Gather each line of the entries below that contains the word "ribbon". Case counts when matching.

--- START OF Exercise inputs ---

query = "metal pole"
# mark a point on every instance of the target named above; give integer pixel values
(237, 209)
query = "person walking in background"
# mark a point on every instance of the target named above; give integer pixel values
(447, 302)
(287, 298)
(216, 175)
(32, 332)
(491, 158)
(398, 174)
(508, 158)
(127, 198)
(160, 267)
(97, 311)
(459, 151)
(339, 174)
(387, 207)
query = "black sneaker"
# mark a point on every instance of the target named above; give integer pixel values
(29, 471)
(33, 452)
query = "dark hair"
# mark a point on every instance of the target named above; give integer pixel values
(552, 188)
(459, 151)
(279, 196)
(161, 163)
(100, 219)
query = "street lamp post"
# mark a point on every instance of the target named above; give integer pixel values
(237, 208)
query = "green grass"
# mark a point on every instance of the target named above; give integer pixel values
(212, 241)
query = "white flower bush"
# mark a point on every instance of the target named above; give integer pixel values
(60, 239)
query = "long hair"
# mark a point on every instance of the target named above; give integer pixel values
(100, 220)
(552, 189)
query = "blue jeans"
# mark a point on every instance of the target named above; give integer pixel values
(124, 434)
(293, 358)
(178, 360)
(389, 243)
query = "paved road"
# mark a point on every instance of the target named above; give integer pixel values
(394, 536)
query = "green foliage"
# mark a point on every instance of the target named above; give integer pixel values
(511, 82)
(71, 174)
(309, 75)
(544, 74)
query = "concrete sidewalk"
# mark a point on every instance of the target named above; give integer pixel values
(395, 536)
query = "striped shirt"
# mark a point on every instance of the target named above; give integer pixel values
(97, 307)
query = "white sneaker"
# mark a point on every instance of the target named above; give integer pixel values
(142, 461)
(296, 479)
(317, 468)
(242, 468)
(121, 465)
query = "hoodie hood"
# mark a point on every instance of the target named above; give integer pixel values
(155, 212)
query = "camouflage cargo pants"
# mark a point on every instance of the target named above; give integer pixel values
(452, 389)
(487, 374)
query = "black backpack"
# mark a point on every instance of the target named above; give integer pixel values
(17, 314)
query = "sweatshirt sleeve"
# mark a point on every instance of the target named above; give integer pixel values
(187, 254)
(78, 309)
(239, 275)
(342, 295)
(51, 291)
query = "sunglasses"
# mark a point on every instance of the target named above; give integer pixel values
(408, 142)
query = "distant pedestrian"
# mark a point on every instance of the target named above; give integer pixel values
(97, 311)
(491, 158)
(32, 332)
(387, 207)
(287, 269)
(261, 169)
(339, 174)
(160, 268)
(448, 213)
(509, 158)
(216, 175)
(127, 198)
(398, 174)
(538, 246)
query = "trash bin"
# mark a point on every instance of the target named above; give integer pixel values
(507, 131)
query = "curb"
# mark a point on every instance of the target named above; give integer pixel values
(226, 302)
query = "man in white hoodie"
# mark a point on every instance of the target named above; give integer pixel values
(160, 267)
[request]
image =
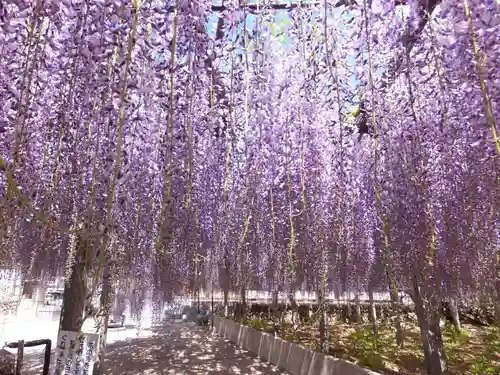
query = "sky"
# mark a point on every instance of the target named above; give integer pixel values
(282, 21)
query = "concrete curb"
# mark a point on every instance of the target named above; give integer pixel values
(286, 355)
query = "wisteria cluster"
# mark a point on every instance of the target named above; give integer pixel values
(346, 146)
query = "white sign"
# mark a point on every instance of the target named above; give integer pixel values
(75, 356)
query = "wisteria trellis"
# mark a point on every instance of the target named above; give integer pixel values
(134, 140)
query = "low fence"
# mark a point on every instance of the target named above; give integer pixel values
(286, 355)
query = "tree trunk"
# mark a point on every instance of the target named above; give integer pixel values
(74, 294)
(243, 307)
(275, 310)
(348, 314)
(295, 312)
(430, 332)
(496, 301)
(105, 307)
(358, 310)
(73, 304)
(454, 314)
(372, 314)
(323, 321)
(395, 304)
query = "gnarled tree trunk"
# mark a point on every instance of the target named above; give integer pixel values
(372, 313)
(428, 314)
(323, 321)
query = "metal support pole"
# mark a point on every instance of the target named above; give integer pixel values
(19, 357)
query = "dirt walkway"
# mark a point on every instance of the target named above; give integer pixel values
(177, 349)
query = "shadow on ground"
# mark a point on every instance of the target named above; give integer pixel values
(175, 348)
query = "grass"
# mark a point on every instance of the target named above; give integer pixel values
(471, 351)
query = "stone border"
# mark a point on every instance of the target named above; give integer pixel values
(286, 355)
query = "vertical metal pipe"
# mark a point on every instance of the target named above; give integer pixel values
(19, 357)
(46, 361)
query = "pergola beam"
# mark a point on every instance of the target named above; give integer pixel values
(288, 6)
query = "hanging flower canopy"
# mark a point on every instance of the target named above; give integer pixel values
(347, 145)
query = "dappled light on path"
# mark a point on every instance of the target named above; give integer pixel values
(179, 348)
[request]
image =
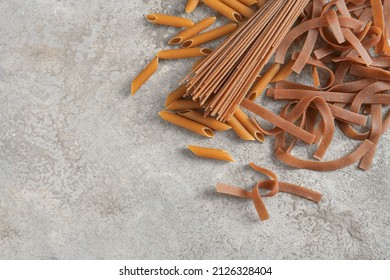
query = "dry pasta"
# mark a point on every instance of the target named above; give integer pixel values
(224, 10)
(207, 121)
(210, 153)
(169, 20)
(191, 5)
(183, 53)
(192, 31)
(144, 75)
(209, 36)
(187, 124)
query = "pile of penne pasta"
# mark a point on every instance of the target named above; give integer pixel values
(345, 46)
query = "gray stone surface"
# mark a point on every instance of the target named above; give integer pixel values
(87, 172)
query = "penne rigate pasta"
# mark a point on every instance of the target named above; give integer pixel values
(192, 31)
(207, 121)
(191, 5)
(210, 153)
(224, 10)
(285, 72)
(183, 53)
(144, 75)
(249, 125)
(248, 2)
(209, 36)
(187, 124)
(239, 7)
(169, 20)
(239, 129)
(260, 3)
(263, 82)
(175, 95)
(183, 104)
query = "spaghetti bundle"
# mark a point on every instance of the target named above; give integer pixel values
(223, 79)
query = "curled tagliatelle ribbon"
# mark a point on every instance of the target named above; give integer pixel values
(274, 185)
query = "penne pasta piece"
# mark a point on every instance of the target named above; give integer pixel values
(207, 121)
(187, 124)
(183, 53)
(263, 82)
(248, 2)
(224, 10)
(239, 129)
(260, 3)
(183, 104)
(144, 75)
(175, 95)
(192, 31)
(249, 125)
(285, 72)
(210, 153)
(239, 7)
(191, 5)
(169, 20)
(209, 36)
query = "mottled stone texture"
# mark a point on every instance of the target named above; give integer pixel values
(87, 172)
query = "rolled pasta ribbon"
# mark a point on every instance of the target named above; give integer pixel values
(175, 95)
(144, 75)
(211, 153)
(191, 5)
(183, 104)
(240, 130)
(224, 10)
(192, 31)
(169, 20)
(183, 53)
(239, 7)
(207, 121)
(187, 124)
(263, 82)
(209, 36)
(249, 125)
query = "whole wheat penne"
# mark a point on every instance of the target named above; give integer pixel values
(192, 31)
(248, 2)
(175, 95)
(224, 10)
(249, 125)
(207, 121)
(239, 129)
(169, 20)
(263, 82)
(239, 7)
(209, 36)
(183, 53)
(210, 153)
(183, 104)
(144, 75)
(191, 5)
(187, 124)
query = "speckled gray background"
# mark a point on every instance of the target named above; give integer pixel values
(87, 172)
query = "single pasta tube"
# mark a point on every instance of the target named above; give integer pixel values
(209, 36)
(239, 129)
(144, 75)
(192, 31)
(183, 53)
(210, 153)
(187, 124)
(263, 82)
(169, 20)
(224, 10)
(191, 5)
(249, 125)
(207, 121)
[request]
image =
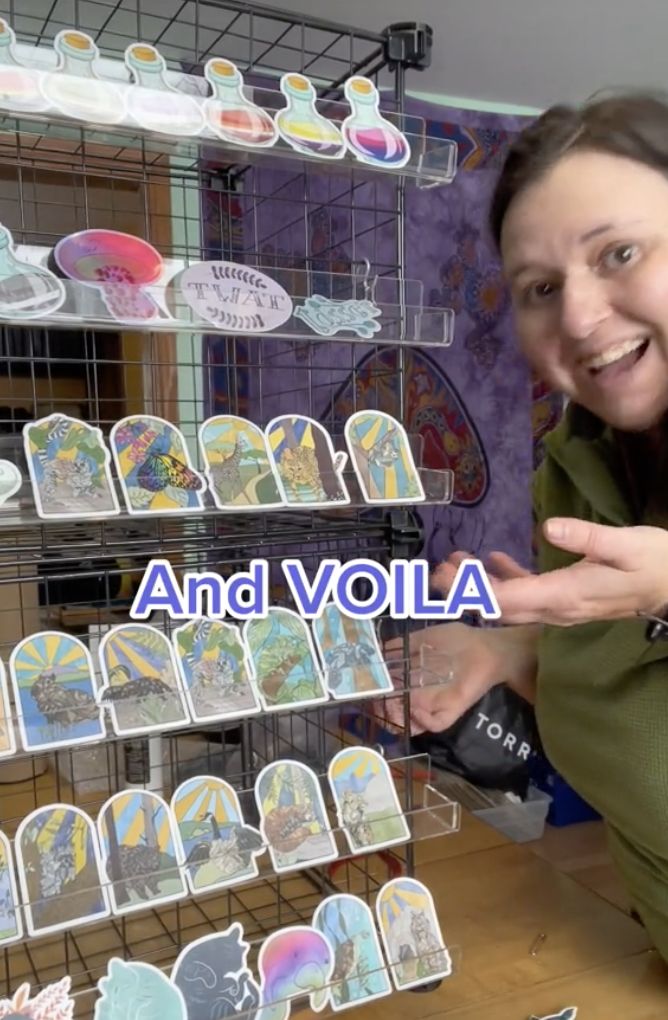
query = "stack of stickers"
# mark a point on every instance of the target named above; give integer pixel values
(143, 852)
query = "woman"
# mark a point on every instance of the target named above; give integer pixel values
(580, 218)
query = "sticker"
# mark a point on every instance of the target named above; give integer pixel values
(138, 838)
(69, 468)
(59, 870)
(230, 114)
(294, 962)
(327, 317)
(381, 458)
(142, 687)
(118, 266)
(284, 660)
(294, 819)
(302, 126)
(213, 977)
(55, 692)
(11, 926)
(367, 804)
(234, 297)
(354, 666)
(215, 670)
(154, 467)
(411, 934)
(359, 974)
(74, 88)
(138, 991)
(218, 849)
(154, 103)
(370, 137)
(19, 87)
(239, 466)
(10, 480)
(27, 291)
(53, 1002)
(309, 472)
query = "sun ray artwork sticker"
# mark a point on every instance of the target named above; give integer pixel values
(139, 840)
(154, 467)
(239, 466)
(293, 816)
(382, 459)
(217, 848)
(284, 660)
(142, 687)
(309, 471)
(59, 870)
(55, 692)
(367, 804)
(360, 974)
(411, 933)
(69, 469)
(349, 648)
(215, 669)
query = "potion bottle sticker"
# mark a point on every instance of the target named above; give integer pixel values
(302, 126)
(59, 870)
(153, 102)
(230, 114)
(69, 469)
(138, 839)
(217, 849)
(216, 671)
(213, 976)
(142, 686)
(382, 459)
(367, 804)
(294, 819)
(370, 137)
(11, 925)
(411, 933)
(308, 469)
(360, 974)
(74, 88)
(294, 962)
(349, 648)
(154, 468)
(55, 692)
(285, 662)
(239, 466)
(132, 990)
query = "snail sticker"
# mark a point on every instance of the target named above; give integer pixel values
(213, 976)
(354, 664)
(154, 467)
(294, 818)
(367, 804)
(308, 470)
(217, 849)
(239, 466)
(59, 870)
(142, 686)
(55, 692)
(294, 962)
(284, 660)
(69, 468)
(215, 670)
(360, 974)
(411, 933)
(382, 459)
(138, 838)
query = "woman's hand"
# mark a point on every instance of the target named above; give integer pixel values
(623, 571)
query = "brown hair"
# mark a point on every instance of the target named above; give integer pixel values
(634, 125)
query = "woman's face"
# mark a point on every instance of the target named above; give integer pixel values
(585, 252)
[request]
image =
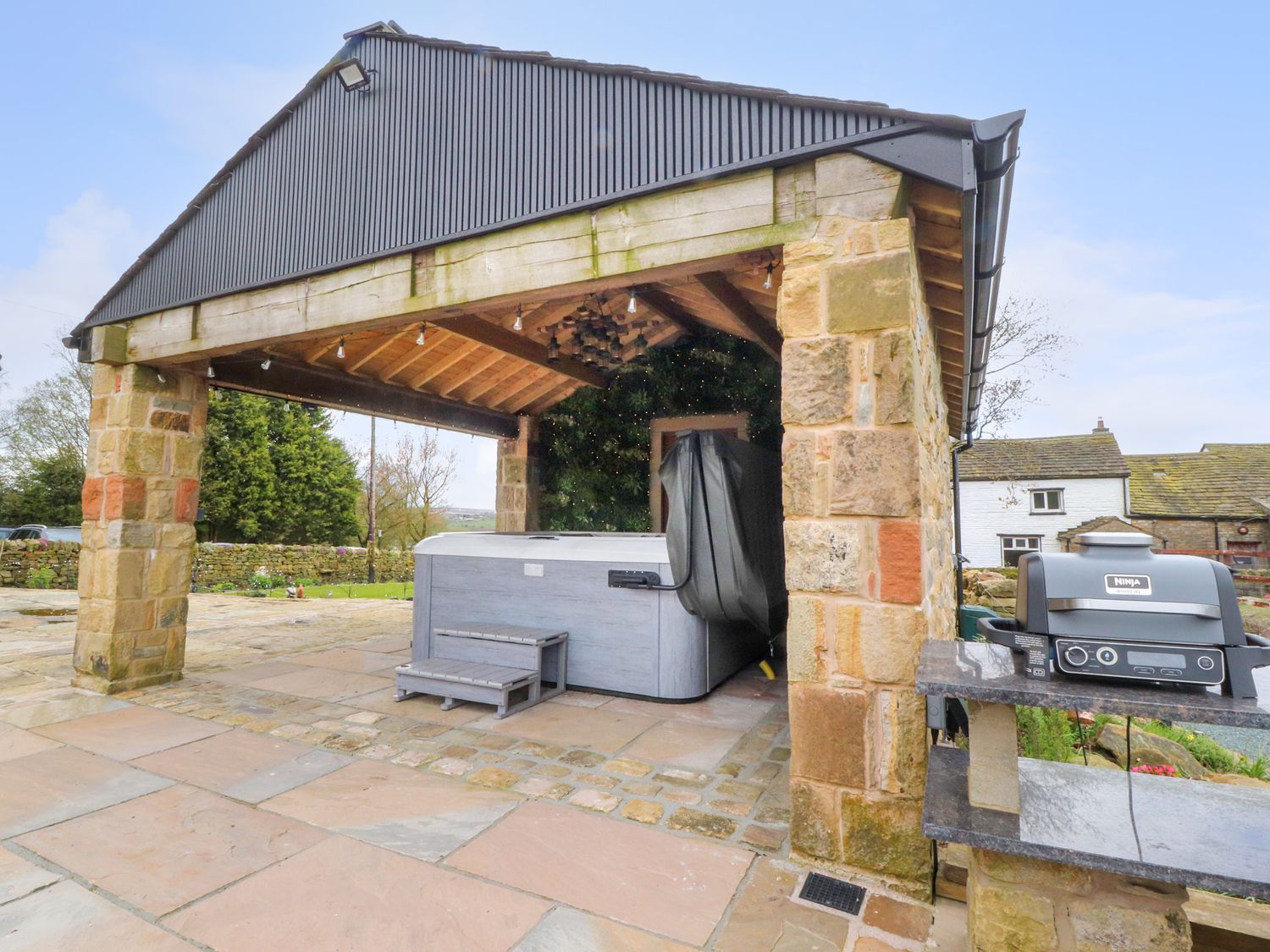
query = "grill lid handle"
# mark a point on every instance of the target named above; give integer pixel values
(1109, 604)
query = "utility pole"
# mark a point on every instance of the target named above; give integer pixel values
(370, 517)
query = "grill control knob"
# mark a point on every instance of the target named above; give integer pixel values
(1076, 655)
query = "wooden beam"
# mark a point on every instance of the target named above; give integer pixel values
(670, 309)
(378, 349)
(469, 325)
(342, 391)
(738, 305)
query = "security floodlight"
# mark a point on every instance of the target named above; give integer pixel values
(353, 75)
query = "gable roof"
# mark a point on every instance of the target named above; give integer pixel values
(454, 140)
(1084, 456)
(1229, 480)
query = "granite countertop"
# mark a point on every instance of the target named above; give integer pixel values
(983, 672)
(1190, 833)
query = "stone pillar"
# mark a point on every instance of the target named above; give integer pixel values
(868, 526)
(140, 502)
(516, 504)
(1030, 905)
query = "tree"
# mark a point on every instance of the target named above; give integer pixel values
(47, 492)
(411, 485)
(1024, 349)
(272, 472)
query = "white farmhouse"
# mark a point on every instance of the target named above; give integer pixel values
(1020, 495)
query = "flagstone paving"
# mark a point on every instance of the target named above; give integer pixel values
(279, 797)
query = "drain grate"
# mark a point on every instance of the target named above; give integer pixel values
(826, 891)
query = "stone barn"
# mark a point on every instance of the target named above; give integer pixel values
(408, 238)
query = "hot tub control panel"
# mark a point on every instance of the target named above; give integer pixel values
(1184, 664)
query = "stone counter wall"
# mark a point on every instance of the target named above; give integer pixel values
(213, 564)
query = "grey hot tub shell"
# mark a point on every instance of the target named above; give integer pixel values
(620, 640)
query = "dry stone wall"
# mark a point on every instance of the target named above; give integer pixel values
(213, 564)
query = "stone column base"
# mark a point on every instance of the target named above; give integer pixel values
(1030, 905)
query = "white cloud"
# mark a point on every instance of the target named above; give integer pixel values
(1168, 371)
(86, 248)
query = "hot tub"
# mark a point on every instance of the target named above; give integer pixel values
(621, 640)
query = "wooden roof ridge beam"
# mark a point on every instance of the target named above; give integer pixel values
(469, 325)
(739, 306)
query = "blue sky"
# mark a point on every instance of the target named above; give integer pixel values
(1140, 216)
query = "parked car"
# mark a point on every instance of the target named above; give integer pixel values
(52, 533)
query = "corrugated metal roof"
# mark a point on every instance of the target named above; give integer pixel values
(454, 140)
(1082, 456)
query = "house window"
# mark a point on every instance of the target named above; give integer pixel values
(1013, 546)
(1046, 500)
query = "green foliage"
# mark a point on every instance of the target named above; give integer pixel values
(272, 472)
(40, 578)
(47, 493)
(1046, 735)
(594, 446)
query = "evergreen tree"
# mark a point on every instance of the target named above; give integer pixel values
(272, 472)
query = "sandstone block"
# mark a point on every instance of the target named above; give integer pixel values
(884, 835)
(827, 730)
(815, 380)
(874, 472)
(899, 560)
(800, 307)
(870, 294)
(893, 366)
(1005, 918)
(822, 556)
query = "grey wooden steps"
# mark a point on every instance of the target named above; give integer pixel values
(488, 663)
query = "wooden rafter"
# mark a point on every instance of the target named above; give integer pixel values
(739, 306)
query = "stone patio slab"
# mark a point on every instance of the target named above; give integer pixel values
(348, 659)
(169, 848)
(721, 711)
(320, 685)
(52, 786)
(568, 726)
(249, 673)
(246, 766)
(572, 931)
(683, 746)
(345, 895)
(19, 878)
(43, 707)
(422, 707)
(69, 918)
(422, 815)
(639, 876)
(131, 731)
(15, 743)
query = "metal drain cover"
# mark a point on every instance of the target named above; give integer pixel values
(826, 891)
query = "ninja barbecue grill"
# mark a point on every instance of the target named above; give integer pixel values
(1115, 609)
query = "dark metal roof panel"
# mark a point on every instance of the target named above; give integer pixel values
(455, 140)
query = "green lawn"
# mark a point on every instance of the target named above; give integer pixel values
(380, 589)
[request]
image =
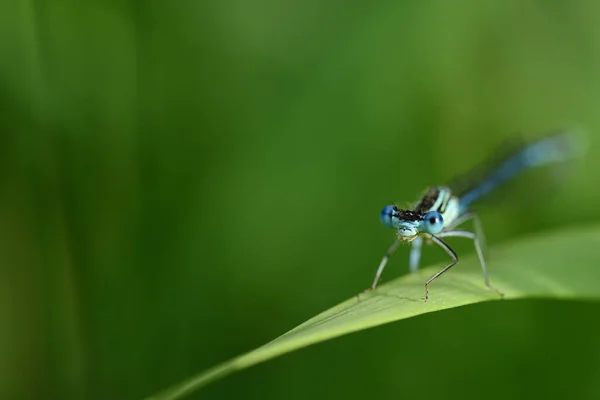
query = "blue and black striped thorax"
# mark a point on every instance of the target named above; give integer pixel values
(438, 199)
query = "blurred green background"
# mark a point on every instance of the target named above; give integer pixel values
(183, 181)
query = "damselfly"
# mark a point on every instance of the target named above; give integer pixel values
(441, 210)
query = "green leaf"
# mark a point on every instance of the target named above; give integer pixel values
(564, 264)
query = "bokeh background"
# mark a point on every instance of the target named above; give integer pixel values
(183, 181)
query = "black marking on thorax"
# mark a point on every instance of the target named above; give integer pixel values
(408, 215)
(428, 200)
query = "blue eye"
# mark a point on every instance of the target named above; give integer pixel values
(386, 216)
(433, 222)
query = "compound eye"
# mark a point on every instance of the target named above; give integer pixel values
(386, 216)
(433, 222)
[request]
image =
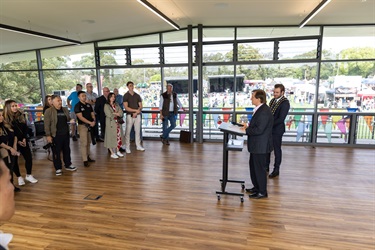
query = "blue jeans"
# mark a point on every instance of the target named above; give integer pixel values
(172, 120)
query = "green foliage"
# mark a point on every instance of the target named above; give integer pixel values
(364, 69)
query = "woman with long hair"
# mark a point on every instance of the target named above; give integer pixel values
(8, 146)
(112, 139)
(47, 103)
(14, 116)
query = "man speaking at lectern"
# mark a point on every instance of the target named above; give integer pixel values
(259, 144)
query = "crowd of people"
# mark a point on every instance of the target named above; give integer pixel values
(93, 119)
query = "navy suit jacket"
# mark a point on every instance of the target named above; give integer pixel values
(279, 118)
(259, 132)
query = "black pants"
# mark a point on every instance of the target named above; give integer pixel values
(277, 139)
(258, 174)
(101, 119)
(9, 162)
(61, 144)
(26, 153)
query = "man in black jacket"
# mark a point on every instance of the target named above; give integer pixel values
(99, 112)
(169, 106)
(279, 107)
(259, 144)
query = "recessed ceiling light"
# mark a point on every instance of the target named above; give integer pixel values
(88, 21)
(221, 5)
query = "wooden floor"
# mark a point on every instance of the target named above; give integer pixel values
(164, 198)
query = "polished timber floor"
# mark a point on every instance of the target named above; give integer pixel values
(164, 198)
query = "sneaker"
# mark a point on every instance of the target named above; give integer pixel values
(71, 168)
(21, 181)
(31, 179)
(119, 154)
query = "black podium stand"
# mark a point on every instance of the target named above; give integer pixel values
(230, 144)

--- END OF Exercise inputs ---

▶ **Task output**:
query = "curled tagliatelle ribbon"
query = "rolled pasta ribbon"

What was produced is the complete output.